Sometimes your demands are simple; you just need a quiet, smooth passenger car tire for freeway driving. All-season or all-terrain tires are made to handle year-round driving needs on and off the blacktop. A good tire dealer will ask you the right questions and know the best product for your needs and budget.
Q: Does Driving Winter Tires in Summer Damage Them?
A: Yes. With more people running studless winter tires, this is a growing issue. Winter tires are made with a special rubber compound that stays softer and more pliable in cold weather for better road grip. As seasonal tires, they aren’t designed to handle the heat. All-season tires are made with a different rubber compound suitable for hot pavement.
If you use winter tires in hot weather they are going to wear out much quicker. It’s important to factor in the long-term cost if you’re thinking about running your winter tires through the warm months. This could reduce their life by years.
Q: Is There Really a Difference Between Higher- and Lower-priced Tires?
Tire pricing is typically based on what the tire delivers for comfort, ride quality, noise level, tread durability and traction features. Some tires for specific uses. For instance, light truck mud tires may have a higher price point because they have more rubber on them, which increases the cost to produce them. Prices also reflect the value you can expect from your tire; tread life typically ranges from 30,000 to 80,000 miles. This mileage can vary depending on whether you are looking at passenger car, performance car, light truck or SUV tires.
Q: Who Makes the Best Tires?
A: There are plenty of well-made tires. The biggest differences often come down to the warranty. Most of what you get in a tire warranty is provided by the dealer, not the tire maker. If there’s a defect in the tire you buy, that’s covered by the manufacturer. However, many other warranty features are covered by the dealer that sold and installed your tires.

Directive 1
According to the tire FAQ, what features is tire pricing typically based on? List all of them.
Directive 2
In the tire FAQ, what range does tread life typically fall within?
Directive 3
Write a continuation of the tire FAQ, starting after its final sentence.
The material that comes after this tire FAQ has nothing to do with it.

Data segment
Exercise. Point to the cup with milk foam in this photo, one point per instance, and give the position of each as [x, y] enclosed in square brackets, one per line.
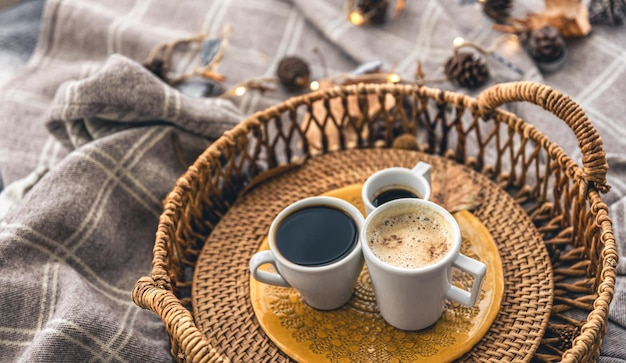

Answer 1
Comfort, ride quality, noise level, tread durability, and traction features.

Answer 2
Tread life typically ranges from 30,000 to 80,000 miles.

Answer 3
Tire service warranties vary greatly by dealer and can be worth hundreds of dollars over the life of a tire. A well-built tire is only as good as the warranty backing it, so consider everything that’s in the warranty. Here’s a list of what to look for:
- Length of coverage. The best warranties extend for the full life of the tire’s tread mileage guarantee, not a set number of years.
- Workmanship. Both the tire and the quality of installation/repairs should be covered.
- Free care. Whether flat repairs, regular inspections for wear, tire rotations and rebalancing are free.
- Road hazard coverage. If you hit debris or a pothole and the tire is damaged beyond repair, is the value of the tire covered?
- Convenience. How many locations honor the warranty.
Be careful about buying extended tire coverage, like tire certificates, which replace your tires for free if you ruin them. It’s very rare to damage multiple tires beyond repair over the life of the tires. Usually, damage to a tire can be repaired and often it’s a single tire that’s involved. By the time you add up the cost of covering your tires with certificates, you could pay for any tire that gets damaged.
There are other drawbacks as well. Tire replacement certificates often expire after three years. And some aren’t honored if the damage comes from running your tires at the improper inflation.
Q: Can I Change My Tire Size?
A: Swapping out your tires for bigger or smaller ones than what came new on your vehicle is a fun way to change your ride’s look. Understand that it may affect performance. Be aware that when you change to a taller tire, your speedometer will read slower than you’re going because your tire is spinning fewer revolutions per mile (RPM). You may get more road noise and differences in the way your vehicle handles.
In contrast, lowering the profile of your car or truck by using a smaller tire size will alter both handling and how much clearance you have. You may bottom out on hills that you used to clear just fine and it may stiffen the ride.
You can use a tire size calculator to see how different sized tires will affect your RPMs and tire speed, but such tools are only estimates.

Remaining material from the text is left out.